# Text provided:
----

Trump Lashes Media, Says He'll Inevitably Be Criticized on Putin
(Bloomberg) -- President Donald Trump predicted on Sunday he’ll be criticized for his meeting with Russian President Vladimir Putin no matter what the outcome, and he renewed an attack on the news media as he headed to Helsinki for the much-anticipated summit.
Earlier, Trump and top aides looked to ratchet down expectations for the Putin sit-down, with the U.S. ambassador to Russia saying it wasn’t really a summit, just a meeting.
“No matter how well I do at the Summit, if I was given the great city of Moscow as retribution for all of the sins and evils committed by Russia over the years, I would return to criticism that it wasn’t good enough,” Trump said in a series of tweets.
“Much of our news media is indeed the enemy of the people,” he added, returning to a phrase he first used in February 2017, a month after his inauguration.
Trump faces intensifying pressure going into the meeting with Putin after Friday’s indictment of 12 Russian intelligence officers for hacking computer systems operated by the Democratic Party, a state election board, and a company supplying voter verification software. Some Republicans have urged Trump to forcefully confront Putin about the election meddling, while Democratic lawmakers urged the president to scrap the meeting altogether.
Summit or Not?
From the president on down, the Trump administration looked to tone down prospects for meaningful outcomes from Monday’s highly-anticipated sit-down.
Interviewed by CBS, Trump said “I go in with low expectations,” adding that he would update the network about his goals for the meeting after it’s taken place. “Nothing bad is going to come out of it, and maybe some good will come out,” Trump said.
Jon Huntsman, the U.S. ambassador to Russia, tried rebranding the event in an interview on NBC’s “Meet the Press” on Sunday from Finland’s capital. “I’ve heard it called a summit. It’s a meeting,” he said.
And John Bolton, Trump’s national security adviser, said it would be “silly” for Trump to demand extradition of the Russians, as some lawmakers and others have urged -- adding that no “concrete deliverables” were anticipated from the “basically unstructured” event.
The Russian constitution bars extradition of citizens to face trial abroad.
“I think it’s pretty silly for the president to demand something that he can’t get legally,” Bolton said on ABC’s “This Week.” “For the president to demand something that isn’t going to happen puts the president in a weak position, and I think the president has made it very clear he intends to approach this discussion from a position of strength.”
Trump’s characterization of the news media as enemies was notable, coming as he flew to meet with the leader of what’s regarded as one of the most repressive, anti-press regimes in the world.
On July 12, State Department spokeswoman Heather Nauert issued a statement honoring two journalists -- Natalya Estemirova and Paul Klebnikov -- murdered in Russia and emphasized U.S. backing of a free press.

----

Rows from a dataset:

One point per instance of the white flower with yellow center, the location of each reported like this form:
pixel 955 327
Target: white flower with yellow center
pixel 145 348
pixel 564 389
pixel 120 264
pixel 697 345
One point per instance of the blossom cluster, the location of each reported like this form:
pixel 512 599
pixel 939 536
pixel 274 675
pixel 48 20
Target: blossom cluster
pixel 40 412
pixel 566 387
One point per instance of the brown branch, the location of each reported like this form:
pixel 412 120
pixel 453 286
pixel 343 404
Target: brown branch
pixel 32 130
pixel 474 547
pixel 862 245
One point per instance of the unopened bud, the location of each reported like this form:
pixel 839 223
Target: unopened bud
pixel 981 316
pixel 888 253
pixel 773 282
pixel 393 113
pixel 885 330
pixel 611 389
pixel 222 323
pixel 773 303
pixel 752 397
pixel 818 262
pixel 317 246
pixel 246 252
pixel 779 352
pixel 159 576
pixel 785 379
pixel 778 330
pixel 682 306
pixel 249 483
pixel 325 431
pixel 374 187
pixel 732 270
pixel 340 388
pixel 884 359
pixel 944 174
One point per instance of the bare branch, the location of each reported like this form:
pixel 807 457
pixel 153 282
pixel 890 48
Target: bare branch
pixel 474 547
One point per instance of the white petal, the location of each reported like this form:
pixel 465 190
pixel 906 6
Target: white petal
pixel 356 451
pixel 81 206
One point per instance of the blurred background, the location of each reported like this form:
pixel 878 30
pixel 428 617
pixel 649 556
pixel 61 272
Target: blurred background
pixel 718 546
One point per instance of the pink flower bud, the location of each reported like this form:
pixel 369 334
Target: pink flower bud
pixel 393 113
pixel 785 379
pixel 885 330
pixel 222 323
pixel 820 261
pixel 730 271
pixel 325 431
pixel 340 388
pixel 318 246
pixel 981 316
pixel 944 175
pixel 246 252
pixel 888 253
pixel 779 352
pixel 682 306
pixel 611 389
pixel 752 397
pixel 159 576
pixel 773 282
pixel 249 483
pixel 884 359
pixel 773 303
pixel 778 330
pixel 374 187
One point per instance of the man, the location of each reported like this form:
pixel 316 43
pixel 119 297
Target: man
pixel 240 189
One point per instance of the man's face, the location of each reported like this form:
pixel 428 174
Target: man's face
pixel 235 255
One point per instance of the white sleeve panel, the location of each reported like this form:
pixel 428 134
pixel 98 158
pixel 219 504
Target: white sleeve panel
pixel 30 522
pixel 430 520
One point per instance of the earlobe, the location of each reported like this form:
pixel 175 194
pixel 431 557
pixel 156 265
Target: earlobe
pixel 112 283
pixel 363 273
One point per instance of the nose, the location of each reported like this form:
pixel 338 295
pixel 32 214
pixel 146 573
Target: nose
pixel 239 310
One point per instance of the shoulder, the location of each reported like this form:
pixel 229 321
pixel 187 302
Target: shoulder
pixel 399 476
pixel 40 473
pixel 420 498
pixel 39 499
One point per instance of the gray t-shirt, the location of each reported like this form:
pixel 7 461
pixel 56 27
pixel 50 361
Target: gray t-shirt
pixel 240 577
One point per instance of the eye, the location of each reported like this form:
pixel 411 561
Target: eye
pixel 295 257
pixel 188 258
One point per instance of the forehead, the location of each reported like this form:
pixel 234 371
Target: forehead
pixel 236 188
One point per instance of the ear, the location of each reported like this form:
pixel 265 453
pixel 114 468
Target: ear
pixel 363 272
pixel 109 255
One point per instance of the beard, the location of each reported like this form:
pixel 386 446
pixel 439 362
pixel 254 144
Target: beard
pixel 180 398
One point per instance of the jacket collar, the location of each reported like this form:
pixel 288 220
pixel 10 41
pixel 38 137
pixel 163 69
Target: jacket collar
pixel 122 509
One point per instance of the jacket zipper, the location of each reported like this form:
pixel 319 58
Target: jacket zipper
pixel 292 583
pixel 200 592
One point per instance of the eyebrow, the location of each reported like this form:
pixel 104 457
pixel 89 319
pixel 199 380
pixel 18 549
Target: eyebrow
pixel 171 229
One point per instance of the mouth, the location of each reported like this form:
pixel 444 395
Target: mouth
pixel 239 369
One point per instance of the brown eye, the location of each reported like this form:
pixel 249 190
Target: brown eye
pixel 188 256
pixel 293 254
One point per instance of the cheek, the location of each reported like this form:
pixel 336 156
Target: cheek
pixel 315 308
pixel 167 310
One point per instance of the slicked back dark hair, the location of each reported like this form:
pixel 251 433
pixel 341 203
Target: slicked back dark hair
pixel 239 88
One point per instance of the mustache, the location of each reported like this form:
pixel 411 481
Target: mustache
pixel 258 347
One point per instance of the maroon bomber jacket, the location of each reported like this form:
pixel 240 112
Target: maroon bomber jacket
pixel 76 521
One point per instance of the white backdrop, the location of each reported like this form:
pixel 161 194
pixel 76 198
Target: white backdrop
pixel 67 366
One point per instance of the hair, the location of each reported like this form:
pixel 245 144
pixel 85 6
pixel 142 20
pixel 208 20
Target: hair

----

# Aim of the exercise:
According to the news story on Trump and the Putin meeting, why did John Bolton call it "silly" for Trump to demand extradition of the Russians?

# Answer to the problem:
The Russian constitution bars extradition of citizens to face trial abroad, so Trump would be demanding something he can't get legally. Bolton said such a demand would put the president in a weak position, while Trump intended to approach the discussion from a position of strength.